Nous avons obtenu le logo AB en 2008. C'est l'aboutissement d'une démarche progressive.
Nous la poursuivons cette année par une certification en biodynamie. Nous venons de nous séparer de 3,4 ha trop éloignés de notre exploitation.
En complantant mieux nos parcelles, nous pensons augmenter peu à peu rendements et volumes. L'encépagement est constitué majoritairement de chenin (4,4 ha), de grolleau (4,3 ha), de gamay, de cabernet sauvignon, de cot et de sauvignon. Le passage en bio a dynamisé le chiffre d'affaires de 20 à 25 % par an depuis trois ans. Nous écoulons 60 % de notre production au caveau. Nos exportations ont doublé depuis 2008 vers les États-Unis d'abord, puis l'Angleterre. Elles représentent aujourd'hui 25 % de nos ventes. Nous avons désormais peu de stock. Nous produisons 50 000 bouteilles et un peu de bibs en AOC Touraine Azay-le-Rideau blanc et rosé, en Touraine rouge et en crémant. Nous cherchons à faire de la qualité.
****************************************
» EXERCICES À FAIRE:
[1] Quels sont tous les cépages cités dans le texte sur l'exploitation viticole ?
[2] Recopiez fidèlement le passage du texte sur l'exploitation viticole qui commence à « Nous avons obtenu » et se termine à « de notre exploitation. ».

» EXTRAIT DE DONNÉES:
****************************************
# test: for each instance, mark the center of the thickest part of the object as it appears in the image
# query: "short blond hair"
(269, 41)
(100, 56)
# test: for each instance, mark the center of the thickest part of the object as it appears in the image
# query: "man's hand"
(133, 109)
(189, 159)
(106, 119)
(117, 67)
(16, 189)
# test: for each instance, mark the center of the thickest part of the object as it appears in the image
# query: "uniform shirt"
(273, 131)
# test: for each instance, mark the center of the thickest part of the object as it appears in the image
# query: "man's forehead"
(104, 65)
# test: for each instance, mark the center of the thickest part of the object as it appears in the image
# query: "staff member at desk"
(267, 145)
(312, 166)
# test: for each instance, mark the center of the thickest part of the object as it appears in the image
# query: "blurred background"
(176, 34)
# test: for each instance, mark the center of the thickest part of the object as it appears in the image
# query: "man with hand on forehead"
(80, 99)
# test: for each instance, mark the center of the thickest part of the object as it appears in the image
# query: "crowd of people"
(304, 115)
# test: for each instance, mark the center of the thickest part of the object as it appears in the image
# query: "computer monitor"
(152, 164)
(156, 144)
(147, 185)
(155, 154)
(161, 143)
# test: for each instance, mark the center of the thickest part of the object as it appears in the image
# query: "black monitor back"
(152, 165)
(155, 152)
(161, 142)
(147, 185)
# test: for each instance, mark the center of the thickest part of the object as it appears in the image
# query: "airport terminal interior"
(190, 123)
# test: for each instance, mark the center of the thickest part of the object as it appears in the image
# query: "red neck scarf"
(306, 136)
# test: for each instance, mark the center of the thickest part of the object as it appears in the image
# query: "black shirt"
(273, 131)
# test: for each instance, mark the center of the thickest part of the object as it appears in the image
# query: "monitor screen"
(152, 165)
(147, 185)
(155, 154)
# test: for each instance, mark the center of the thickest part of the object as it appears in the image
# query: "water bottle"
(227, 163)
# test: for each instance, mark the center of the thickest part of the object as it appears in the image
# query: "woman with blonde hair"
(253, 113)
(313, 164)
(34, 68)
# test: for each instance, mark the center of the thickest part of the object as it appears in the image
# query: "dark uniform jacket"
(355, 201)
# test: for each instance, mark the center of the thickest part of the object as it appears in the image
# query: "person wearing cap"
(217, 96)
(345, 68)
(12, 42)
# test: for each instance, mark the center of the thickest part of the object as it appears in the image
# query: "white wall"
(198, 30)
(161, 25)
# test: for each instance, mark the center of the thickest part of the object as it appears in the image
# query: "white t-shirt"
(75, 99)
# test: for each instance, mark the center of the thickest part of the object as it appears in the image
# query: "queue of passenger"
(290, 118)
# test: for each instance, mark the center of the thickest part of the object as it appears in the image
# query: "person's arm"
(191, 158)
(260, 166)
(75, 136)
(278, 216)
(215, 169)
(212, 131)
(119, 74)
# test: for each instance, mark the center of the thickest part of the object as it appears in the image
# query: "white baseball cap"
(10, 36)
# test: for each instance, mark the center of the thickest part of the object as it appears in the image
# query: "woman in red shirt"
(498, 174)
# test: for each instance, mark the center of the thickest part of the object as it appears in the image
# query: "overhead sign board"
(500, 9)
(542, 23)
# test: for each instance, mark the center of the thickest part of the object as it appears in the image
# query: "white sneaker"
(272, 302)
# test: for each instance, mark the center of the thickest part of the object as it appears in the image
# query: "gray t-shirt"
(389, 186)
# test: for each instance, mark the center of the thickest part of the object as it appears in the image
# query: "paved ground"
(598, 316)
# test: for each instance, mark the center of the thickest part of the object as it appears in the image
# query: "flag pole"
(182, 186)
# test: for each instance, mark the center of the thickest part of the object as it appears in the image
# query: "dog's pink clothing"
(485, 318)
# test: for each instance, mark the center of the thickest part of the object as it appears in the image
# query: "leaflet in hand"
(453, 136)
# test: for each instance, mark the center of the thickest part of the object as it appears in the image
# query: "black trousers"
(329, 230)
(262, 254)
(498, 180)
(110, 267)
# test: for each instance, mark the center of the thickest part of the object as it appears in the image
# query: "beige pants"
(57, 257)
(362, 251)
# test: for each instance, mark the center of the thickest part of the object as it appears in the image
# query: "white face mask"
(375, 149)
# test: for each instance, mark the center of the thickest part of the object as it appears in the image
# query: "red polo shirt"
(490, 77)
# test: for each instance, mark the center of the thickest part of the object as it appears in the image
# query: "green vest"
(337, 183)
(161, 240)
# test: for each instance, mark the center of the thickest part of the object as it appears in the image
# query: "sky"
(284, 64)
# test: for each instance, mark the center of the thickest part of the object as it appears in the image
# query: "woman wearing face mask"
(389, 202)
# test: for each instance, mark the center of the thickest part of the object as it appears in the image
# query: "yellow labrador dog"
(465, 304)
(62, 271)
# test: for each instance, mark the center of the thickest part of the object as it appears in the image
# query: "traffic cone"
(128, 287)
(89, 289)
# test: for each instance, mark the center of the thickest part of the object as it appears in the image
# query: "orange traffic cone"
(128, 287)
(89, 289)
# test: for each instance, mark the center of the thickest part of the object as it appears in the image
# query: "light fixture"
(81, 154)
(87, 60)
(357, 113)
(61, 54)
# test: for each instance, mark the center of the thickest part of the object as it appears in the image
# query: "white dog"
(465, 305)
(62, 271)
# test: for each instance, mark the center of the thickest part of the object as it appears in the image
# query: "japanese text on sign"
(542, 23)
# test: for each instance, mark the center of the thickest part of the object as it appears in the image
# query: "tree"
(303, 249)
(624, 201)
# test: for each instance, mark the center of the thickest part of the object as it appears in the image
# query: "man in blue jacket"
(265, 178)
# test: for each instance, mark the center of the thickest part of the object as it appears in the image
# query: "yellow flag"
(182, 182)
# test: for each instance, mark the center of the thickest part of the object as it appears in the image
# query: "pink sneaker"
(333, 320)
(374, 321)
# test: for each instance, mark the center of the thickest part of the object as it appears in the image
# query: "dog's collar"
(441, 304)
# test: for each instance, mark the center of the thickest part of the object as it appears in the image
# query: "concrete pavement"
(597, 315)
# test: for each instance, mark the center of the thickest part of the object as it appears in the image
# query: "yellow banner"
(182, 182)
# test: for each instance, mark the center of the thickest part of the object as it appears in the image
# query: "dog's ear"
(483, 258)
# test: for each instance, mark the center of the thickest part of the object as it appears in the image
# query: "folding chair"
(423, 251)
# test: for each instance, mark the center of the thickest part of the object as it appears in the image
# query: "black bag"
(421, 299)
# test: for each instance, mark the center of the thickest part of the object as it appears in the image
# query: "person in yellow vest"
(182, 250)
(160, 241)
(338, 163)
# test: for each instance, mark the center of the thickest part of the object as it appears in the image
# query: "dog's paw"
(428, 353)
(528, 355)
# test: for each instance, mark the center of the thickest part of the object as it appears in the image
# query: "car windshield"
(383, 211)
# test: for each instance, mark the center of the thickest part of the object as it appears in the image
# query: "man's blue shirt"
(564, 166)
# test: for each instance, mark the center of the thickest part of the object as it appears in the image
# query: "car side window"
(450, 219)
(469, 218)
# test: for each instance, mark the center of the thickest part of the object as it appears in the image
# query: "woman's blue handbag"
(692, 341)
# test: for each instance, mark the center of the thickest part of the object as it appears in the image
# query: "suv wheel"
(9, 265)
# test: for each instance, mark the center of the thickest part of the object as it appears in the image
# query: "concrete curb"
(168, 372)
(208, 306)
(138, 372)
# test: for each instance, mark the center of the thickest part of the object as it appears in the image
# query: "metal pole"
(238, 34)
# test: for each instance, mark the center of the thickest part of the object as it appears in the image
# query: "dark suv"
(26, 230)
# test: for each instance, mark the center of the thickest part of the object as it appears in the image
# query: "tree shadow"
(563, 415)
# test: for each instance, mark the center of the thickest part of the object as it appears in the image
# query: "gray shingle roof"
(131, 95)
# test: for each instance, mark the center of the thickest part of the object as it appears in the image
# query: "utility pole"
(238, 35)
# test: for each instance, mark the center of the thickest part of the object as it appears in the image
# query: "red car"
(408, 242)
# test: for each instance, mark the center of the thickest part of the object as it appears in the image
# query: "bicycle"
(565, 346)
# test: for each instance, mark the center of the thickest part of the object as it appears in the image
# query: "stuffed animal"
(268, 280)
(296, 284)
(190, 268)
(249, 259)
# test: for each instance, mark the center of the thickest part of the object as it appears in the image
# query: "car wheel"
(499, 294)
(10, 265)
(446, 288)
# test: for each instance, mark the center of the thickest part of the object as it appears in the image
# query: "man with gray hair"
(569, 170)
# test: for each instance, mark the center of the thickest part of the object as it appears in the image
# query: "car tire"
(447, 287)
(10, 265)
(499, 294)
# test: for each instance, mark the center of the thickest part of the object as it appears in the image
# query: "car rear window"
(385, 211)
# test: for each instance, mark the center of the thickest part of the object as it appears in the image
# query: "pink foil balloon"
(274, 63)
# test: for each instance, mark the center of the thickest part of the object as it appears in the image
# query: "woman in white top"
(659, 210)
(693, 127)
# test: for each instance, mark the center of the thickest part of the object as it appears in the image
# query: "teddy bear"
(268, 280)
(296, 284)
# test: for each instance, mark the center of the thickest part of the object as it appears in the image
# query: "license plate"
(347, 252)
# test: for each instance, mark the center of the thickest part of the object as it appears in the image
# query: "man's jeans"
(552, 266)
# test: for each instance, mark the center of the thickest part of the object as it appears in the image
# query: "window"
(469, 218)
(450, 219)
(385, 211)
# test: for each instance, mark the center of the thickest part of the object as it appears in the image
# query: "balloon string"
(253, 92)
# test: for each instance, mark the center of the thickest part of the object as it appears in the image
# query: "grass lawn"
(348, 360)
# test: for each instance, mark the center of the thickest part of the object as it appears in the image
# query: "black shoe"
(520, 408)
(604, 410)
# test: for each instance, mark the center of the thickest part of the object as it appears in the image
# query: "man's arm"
****************************************
» RÉPONSES:
[1] chenin, grolleau, gamay, cabernet sauvignon, cot, sauvignon

[2]
Nous avons obtenu le logo AB en 2008. C'est l'aboutissement d'une démarche progressive.
Nous la poursuivons cette année par une certification en biodynamie. Nous venons de nous séparer de 3,4 ha trop éloignés de notre exploitation.